Exercise goal:
In which lines of the data does the string "martini" appear? Copy every one.

Given data:
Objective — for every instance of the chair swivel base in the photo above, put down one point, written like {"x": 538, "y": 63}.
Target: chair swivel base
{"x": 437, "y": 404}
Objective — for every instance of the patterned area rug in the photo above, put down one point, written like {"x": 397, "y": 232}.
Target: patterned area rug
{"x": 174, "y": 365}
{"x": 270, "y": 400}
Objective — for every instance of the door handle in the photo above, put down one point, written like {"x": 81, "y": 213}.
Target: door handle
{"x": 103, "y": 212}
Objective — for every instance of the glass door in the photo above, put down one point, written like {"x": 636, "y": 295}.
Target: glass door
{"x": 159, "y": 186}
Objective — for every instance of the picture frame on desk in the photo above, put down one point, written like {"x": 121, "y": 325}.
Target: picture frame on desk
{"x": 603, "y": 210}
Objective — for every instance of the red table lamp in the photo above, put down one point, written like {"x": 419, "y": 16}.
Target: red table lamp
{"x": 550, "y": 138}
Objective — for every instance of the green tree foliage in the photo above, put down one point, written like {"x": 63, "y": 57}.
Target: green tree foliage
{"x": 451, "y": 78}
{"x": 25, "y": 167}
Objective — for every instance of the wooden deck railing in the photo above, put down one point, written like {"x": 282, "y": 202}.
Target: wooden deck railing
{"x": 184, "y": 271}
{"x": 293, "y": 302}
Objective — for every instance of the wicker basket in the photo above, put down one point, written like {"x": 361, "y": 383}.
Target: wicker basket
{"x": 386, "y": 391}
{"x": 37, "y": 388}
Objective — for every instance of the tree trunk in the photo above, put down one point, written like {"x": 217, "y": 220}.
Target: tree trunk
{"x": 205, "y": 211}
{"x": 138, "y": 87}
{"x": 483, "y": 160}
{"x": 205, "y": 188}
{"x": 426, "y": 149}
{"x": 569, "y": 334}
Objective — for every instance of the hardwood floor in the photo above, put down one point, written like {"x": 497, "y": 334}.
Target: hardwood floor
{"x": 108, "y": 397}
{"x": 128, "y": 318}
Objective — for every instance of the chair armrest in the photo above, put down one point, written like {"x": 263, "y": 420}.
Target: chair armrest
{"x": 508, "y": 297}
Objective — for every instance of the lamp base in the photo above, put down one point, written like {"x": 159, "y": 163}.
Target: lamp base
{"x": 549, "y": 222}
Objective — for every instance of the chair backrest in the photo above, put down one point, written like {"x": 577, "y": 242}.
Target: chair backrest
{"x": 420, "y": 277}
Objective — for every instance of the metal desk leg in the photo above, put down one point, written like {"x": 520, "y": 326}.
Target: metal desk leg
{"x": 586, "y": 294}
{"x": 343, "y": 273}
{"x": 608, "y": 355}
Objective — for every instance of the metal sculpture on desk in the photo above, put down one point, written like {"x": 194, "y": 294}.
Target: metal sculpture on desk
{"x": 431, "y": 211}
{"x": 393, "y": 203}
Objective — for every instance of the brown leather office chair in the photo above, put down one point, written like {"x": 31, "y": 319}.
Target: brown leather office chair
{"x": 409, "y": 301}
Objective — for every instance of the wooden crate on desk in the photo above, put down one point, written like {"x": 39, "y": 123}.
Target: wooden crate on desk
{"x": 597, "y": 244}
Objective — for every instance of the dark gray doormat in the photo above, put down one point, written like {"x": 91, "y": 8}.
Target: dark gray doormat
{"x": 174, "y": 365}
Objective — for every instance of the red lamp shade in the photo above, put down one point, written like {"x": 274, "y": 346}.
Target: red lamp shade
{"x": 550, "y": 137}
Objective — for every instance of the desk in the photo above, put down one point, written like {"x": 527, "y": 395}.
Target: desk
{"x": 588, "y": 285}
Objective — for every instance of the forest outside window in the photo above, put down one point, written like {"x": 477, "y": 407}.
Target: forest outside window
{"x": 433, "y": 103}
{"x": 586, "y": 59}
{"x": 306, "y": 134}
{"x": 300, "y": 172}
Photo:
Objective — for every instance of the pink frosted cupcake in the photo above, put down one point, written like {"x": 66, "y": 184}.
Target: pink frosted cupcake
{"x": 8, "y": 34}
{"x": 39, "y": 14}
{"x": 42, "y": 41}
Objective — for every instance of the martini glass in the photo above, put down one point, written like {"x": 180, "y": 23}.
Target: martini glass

Result of this task:
Objective — for every instance of the martini glass in the photo above, put down one point, written like {"x": 180, "y": 23}.
Target: martini glass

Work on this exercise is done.